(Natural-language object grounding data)
######

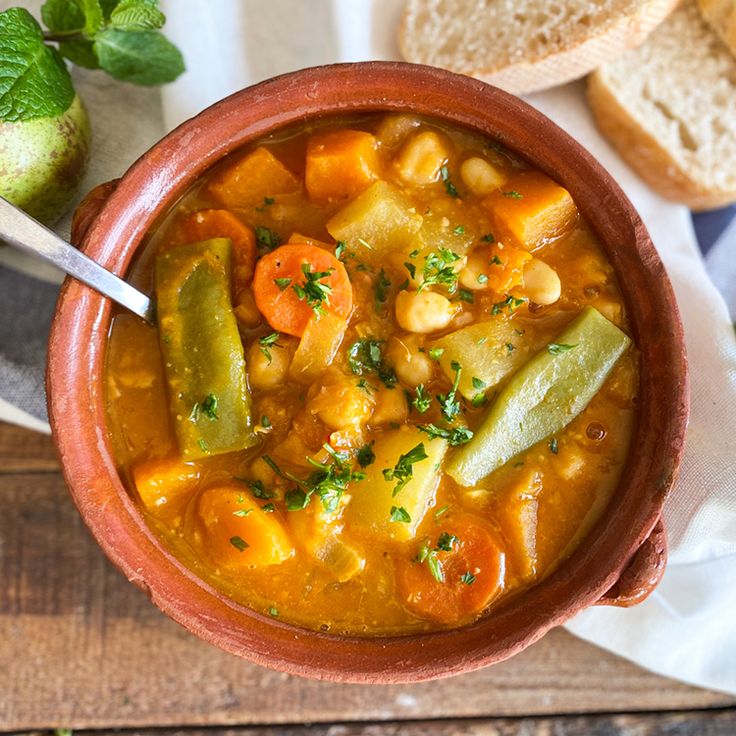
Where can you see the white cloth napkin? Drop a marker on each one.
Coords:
(687, 628)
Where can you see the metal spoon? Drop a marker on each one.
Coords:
(23, 232)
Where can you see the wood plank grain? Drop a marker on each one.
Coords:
(22, 450)
(694, 723)
(80, 647)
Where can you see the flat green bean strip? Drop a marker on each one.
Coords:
(543, 397)
(202, 350)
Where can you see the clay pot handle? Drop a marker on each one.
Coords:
(88, 210)
(643, 573)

######

Exercise directions: Every entry above should come back exactly as written, except for its pictures.

Response area:
Where can you see the white cloth napkin? Drop a marker on each one.
Coords:
(687, 628)
Where can you see the metal spoon? Drop a marker on each one.
Coords:
(23, 232)
Where can you see the wood plank grain? Drop a marker on each one.
Coords:
(22, 450)
(694, 723)
(80, 647)
Where can you see the flat green bean strip? Drop a marker on each one.
Coords:
(543, 397)
(202, 350)
Where can you see the clay pot handle? Drop a marker on each one.
Coords:
(88, 210)
(643, 573)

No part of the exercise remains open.